Stated exercise A ▸ Can you transcribe the profile of Burhan al-Din al-Marghinani from "Religious life" up to and including "Hanafi school (1135–1197)"?
Stated exercise B ▸ Which lines of the rows contain the string "lamp", matching case? Extract each of them.

- Title: Shaykh al-Islām

Personal life
- Died: 14 Dhu'l-Hijjah 593 AH (29 October 1197)^{[citation needed]}
- Era: Islamic Golden Age
- Region: Transoxania
- Main interest(s): Fiqh, Islamic History
- Notable work: Al-Hidaya

Religious life
- Religion: Islam
- Denomination: Sunni
- Jurisprudence: Hanafi
- Creed: Maturidi

Muslim leader
- Influenced by Abu Hanifa Abu Hafs Umar al-Nasafi Al-Sarakhsi;
- Influenced Ibn Abidin;

= Burhan al-Din al-Marghinani =

Uzbek Islamic scholar of the Hanafi school (1135–1197)

Exercise material ▸

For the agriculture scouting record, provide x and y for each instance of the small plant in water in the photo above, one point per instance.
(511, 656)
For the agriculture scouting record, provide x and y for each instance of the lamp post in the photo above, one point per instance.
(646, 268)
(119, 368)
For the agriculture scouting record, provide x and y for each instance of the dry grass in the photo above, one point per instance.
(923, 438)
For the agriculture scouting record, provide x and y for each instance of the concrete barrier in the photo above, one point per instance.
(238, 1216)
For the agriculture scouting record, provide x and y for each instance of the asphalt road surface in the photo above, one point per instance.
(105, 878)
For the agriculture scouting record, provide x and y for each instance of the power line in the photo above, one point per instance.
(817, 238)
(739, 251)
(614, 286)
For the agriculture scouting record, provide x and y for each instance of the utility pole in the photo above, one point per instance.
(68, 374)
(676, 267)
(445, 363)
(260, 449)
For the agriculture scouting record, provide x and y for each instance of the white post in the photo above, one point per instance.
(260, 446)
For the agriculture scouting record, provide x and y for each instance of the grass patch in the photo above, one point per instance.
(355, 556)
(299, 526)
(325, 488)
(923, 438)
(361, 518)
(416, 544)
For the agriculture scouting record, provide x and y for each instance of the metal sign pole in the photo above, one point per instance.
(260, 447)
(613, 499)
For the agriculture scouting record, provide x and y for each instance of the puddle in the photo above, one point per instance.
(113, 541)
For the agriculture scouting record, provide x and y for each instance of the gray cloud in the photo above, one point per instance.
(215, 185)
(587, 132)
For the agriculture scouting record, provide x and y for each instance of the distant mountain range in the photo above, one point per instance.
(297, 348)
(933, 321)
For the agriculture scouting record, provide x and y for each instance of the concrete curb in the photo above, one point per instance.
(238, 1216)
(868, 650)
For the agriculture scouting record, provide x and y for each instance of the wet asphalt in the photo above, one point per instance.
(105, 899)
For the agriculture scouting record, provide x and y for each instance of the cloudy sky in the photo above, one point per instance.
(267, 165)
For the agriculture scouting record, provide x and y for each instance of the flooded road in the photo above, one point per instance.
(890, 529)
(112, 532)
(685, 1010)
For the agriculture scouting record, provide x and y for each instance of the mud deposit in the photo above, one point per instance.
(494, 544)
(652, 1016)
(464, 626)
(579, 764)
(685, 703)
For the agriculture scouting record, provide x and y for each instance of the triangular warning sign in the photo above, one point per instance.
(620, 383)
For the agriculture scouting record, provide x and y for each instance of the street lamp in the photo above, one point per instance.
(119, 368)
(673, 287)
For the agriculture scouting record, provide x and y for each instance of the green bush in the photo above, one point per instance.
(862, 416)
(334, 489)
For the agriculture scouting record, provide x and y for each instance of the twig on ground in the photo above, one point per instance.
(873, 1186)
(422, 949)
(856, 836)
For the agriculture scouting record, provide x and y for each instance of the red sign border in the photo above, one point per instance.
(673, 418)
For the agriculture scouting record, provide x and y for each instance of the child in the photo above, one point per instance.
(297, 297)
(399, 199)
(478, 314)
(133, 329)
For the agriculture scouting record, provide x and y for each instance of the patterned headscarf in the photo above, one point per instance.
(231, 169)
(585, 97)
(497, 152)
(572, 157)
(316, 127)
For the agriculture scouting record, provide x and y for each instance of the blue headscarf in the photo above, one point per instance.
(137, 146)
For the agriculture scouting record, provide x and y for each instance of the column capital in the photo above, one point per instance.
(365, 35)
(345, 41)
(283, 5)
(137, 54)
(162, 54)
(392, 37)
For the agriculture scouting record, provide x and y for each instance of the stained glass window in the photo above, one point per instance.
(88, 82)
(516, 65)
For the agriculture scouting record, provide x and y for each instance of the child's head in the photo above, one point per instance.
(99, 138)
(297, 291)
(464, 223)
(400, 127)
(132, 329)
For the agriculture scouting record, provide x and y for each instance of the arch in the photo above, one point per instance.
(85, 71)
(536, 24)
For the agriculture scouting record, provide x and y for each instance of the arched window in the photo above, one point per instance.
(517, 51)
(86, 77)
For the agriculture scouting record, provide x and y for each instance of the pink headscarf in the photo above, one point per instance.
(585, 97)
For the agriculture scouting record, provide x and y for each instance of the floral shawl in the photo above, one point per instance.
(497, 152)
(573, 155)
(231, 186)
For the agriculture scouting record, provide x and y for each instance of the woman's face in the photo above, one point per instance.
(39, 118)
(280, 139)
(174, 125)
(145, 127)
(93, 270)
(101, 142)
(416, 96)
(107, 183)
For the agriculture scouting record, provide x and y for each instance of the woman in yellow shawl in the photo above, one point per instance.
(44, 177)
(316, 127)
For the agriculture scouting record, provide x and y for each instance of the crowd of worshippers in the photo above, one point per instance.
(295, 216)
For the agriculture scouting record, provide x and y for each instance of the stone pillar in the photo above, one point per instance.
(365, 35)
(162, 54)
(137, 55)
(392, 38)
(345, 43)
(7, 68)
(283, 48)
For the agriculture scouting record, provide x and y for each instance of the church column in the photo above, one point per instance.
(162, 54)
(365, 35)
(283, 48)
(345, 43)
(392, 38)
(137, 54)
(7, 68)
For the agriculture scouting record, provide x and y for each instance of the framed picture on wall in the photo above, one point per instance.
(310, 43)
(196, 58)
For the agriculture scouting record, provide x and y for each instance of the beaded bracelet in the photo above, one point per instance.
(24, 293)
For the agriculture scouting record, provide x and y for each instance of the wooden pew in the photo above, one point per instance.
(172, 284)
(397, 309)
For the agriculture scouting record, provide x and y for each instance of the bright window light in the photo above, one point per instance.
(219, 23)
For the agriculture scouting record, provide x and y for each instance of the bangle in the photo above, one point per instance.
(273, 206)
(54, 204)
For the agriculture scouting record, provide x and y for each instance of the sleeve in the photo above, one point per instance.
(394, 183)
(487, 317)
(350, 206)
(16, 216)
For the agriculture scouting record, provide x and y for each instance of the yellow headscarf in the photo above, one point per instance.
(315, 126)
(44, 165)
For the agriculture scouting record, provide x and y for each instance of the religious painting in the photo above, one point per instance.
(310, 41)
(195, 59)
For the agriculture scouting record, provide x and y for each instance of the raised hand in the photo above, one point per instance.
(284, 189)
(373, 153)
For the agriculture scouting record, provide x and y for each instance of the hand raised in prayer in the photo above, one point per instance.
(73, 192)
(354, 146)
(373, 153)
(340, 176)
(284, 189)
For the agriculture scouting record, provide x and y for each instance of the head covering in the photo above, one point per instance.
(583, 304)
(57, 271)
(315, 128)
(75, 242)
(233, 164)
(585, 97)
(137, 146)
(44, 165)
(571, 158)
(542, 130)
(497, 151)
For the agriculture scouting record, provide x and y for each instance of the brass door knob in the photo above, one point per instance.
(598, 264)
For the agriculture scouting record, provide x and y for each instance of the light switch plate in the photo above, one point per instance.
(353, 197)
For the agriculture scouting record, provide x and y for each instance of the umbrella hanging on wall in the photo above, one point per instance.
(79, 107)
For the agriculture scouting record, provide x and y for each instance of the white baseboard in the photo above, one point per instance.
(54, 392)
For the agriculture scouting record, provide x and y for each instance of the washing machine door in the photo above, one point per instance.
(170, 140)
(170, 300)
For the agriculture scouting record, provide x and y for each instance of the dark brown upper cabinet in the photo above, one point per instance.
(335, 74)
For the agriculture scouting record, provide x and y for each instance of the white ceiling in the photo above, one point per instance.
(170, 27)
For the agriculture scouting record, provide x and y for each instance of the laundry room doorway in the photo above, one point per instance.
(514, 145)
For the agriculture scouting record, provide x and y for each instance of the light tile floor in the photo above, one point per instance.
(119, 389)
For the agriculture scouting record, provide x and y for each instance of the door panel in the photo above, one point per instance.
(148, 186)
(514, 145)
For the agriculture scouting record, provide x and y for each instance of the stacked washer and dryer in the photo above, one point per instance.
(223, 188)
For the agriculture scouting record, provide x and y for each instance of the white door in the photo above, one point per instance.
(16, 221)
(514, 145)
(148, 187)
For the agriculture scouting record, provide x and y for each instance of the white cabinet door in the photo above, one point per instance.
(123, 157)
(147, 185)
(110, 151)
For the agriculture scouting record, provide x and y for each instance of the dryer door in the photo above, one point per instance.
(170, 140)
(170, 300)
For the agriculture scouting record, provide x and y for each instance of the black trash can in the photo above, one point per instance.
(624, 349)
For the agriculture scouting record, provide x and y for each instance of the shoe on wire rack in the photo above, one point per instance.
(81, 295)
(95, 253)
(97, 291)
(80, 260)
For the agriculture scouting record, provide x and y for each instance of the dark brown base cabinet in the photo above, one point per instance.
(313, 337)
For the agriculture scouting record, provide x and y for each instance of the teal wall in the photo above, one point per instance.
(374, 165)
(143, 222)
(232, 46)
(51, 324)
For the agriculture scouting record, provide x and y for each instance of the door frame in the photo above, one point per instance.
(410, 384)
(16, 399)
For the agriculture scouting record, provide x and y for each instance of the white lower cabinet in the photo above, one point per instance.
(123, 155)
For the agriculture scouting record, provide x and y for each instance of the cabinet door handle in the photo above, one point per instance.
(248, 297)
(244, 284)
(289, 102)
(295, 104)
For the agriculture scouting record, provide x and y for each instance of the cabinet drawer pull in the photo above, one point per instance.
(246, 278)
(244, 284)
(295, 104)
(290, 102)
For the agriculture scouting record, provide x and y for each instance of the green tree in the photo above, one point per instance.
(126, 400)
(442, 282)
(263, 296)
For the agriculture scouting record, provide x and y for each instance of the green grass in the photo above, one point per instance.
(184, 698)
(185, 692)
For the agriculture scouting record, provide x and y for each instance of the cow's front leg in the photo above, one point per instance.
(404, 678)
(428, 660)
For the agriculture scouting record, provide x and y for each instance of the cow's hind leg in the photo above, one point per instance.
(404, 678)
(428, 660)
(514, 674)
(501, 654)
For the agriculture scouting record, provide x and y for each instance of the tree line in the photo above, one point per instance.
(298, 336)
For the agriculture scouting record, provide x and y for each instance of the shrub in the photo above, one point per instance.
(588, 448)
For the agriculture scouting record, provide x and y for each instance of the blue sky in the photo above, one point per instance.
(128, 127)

Solution A ▸
Religious life
- Religion: Islam
- Denomination: Sunni
- Jurisprudence: Hanafi
- Creed: Maturidi

Muslim leader
- Influenced by Abu Hanifa Abu Hafs Umar al-Nasafi Al-Sarakhsi;
- Influenced Ibn Abidin;

= Burhan al-Din al-Marghinani =

Uzbek Islamic scholar of the Hanafi school (1135–1197)

Solution B ▸
For the agriculture scouting record, provide x and y for each instance of the lamp post in the photo above, one point per instance.
For the agriculture scouting record, provide x and y for each instance of the street lamp in the photo above, one point per instance.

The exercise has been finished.